- [Activity]: The entries are to be repeated exactly, with all pictures omitted.

- [Supplied material]:

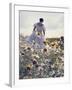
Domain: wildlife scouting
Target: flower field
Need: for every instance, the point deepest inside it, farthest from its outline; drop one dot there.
(41, 63)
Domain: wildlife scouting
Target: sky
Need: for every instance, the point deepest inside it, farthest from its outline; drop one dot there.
(53, 21)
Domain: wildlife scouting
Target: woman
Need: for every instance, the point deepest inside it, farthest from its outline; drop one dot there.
(38, 33)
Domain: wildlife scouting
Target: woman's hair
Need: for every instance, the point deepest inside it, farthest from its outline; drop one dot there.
(41, 19)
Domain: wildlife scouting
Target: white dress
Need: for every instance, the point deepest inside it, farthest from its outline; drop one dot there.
(37, 36)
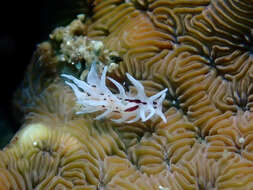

- [Solution to this task]:
Domain: wildlife scouting
Target: flower field
Need: for every instance, the point deepest inside it, farthest from its outline; drop one dot there.
(41, 63)
Domain: wildlife scouting
Target: sky
Need: for every instance, the point deepest inside it, farthest from its outline; drop one dot there.
(53, 21)
Domain: wildlife scouting
Target: woman
Need: for every instance, the point deepest inside it, farthest from its outline; drop one dot there.
(38, 33)
Domain: wildlife scouting
Target: woman's hair
Need: for every instance, the point deepest inside it, farthest from its outline; drop one dot there.
(41, 19)
Domain: wildlife scouting
Target: white dress
Need: for every instance, the point deepest inside it, farthest from its outline; drop one dot there.
(37, 36)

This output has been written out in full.